EXERCISE DESCRIPTION:
Copy every line of the records below verbatim, with each character unchanged.

── EXERCISE MATERIALS ──

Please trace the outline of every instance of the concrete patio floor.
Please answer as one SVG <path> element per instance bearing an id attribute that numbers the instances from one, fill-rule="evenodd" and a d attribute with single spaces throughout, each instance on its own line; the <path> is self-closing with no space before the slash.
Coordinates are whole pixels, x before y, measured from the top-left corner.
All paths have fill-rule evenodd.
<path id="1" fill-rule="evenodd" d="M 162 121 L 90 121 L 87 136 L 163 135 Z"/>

───

EXERCISE RESULT:
Please trace the outline of every instance of the concrete patio floor.
Please answer as one SVG <path> element per instance bearing an id attribute that numbers the instances from one, fill-rule="evenodd" and a d attribute with single spaces throughout, each instance on its own line; the <path> is self-closing with no space before the slash.
Coordinates are whole pixels, x before y, measured from the top-left corner.
All paths have fill-rule evenodd.
<path id="1" fill-rule="evenodd" d="M 162 121 L 90 121 L 87 136 L 163 135 Z"/>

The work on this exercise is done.